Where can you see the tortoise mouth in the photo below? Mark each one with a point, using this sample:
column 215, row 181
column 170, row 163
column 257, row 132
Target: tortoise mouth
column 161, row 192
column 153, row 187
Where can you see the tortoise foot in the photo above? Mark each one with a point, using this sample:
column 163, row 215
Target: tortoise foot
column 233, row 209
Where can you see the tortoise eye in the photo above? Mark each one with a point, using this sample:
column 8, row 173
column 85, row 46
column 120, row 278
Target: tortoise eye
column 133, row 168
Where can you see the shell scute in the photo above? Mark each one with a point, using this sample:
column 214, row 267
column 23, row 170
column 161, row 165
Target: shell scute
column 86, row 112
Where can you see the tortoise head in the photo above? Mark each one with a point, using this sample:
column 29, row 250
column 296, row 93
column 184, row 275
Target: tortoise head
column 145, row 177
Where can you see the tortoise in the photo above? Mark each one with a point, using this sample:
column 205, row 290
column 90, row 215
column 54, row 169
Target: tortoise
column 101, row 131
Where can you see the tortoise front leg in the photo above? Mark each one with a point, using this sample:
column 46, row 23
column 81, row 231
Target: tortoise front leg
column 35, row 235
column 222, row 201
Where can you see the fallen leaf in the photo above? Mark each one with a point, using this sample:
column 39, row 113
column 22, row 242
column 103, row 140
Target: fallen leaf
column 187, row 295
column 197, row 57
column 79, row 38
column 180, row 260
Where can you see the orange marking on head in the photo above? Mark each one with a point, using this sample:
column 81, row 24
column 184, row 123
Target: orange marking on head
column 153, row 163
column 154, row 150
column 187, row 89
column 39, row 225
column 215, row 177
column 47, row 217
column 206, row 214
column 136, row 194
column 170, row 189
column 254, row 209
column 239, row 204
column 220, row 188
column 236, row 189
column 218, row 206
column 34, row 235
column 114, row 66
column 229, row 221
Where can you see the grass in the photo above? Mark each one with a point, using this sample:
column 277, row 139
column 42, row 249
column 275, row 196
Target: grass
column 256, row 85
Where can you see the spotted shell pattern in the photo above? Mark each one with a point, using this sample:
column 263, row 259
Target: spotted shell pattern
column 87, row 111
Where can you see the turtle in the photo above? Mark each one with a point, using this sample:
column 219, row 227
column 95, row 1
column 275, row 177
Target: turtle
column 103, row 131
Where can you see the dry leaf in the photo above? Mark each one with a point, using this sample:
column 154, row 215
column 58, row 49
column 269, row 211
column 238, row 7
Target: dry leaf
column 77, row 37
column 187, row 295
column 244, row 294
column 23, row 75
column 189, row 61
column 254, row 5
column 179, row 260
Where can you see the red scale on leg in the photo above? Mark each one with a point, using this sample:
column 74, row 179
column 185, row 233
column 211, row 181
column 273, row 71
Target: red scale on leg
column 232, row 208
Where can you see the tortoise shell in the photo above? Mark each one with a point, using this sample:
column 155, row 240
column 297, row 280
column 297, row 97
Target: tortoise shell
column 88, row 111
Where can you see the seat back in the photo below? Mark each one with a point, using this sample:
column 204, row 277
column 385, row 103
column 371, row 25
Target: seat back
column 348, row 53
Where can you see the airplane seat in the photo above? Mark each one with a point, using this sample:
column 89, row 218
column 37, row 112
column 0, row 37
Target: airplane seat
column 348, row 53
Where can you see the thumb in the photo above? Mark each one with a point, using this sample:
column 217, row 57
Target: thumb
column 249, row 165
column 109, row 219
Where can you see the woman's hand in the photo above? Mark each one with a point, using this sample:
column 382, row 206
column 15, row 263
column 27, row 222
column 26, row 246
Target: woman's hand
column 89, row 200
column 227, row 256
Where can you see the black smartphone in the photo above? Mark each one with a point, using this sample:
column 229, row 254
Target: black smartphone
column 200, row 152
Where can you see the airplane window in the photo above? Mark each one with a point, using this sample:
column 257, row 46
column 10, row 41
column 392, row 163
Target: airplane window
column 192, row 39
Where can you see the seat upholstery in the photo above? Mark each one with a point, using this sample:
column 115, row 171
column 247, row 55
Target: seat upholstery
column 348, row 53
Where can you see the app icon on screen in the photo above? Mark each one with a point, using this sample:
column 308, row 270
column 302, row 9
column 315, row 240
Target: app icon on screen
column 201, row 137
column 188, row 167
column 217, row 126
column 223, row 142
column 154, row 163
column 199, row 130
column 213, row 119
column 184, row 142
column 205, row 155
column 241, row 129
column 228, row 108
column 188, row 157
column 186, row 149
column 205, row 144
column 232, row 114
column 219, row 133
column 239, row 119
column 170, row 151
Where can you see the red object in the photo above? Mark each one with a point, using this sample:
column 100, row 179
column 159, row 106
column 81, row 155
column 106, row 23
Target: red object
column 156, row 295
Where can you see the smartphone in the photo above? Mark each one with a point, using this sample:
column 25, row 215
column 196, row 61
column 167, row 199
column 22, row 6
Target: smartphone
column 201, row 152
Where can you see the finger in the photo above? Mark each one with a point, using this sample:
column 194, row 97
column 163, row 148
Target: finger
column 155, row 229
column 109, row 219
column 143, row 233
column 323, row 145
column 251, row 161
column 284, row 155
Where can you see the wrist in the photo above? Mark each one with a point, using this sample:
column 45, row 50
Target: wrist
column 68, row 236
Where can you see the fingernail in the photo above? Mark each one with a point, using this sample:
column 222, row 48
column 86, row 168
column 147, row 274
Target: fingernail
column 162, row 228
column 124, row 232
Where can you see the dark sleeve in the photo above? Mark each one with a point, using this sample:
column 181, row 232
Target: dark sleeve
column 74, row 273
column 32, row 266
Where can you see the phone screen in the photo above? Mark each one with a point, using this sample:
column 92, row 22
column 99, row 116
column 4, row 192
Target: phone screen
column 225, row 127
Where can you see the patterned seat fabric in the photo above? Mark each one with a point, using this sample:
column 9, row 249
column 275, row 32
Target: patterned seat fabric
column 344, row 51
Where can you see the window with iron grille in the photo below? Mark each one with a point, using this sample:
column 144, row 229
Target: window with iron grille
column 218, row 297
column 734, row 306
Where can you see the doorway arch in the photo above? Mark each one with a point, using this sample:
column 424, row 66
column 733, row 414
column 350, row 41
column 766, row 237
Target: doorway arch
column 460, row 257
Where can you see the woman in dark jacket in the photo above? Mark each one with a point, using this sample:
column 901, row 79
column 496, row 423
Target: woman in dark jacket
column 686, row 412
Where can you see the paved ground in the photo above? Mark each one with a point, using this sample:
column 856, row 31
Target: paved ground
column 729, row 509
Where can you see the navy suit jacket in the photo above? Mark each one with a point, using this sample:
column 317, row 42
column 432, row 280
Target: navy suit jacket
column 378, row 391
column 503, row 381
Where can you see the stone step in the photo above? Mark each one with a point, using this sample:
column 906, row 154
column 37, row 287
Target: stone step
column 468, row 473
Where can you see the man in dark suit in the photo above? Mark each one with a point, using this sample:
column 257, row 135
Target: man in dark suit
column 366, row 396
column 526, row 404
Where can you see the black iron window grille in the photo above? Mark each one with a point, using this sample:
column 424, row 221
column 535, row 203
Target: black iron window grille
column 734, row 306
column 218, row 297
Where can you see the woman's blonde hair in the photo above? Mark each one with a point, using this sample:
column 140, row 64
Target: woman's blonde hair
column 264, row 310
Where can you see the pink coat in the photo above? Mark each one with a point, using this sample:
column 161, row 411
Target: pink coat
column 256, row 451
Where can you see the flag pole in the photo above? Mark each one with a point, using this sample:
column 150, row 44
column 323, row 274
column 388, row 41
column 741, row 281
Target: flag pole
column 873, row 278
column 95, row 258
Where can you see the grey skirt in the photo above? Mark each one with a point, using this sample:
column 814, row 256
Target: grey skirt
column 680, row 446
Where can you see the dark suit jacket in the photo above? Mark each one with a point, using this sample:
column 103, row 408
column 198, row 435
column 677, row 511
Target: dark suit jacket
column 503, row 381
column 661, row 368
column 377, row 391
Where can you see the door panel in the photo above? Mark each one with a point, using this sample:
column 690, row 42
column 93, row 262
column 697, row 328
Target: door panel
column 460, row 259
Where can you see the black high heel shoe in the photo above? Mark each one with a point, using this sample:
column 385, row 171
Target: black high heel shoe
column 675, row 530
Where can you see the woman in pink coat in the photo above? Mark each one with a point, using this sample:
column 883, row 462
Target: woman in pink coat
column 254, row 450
________
Objective ::
Copy the data above word for word, from the line with "Where can you see the finger in" up to and including the line with "column 284, row 155".

In response ::
Where can you see the finger in the photo above? Mark each one with a point, using this sample:
column 194, row 97
column 163, row 148
Target: finger
column 155, row 229
column 109, row 219
column 143, row 233
column 323, row 145
column 251, row 161
column 284, row 155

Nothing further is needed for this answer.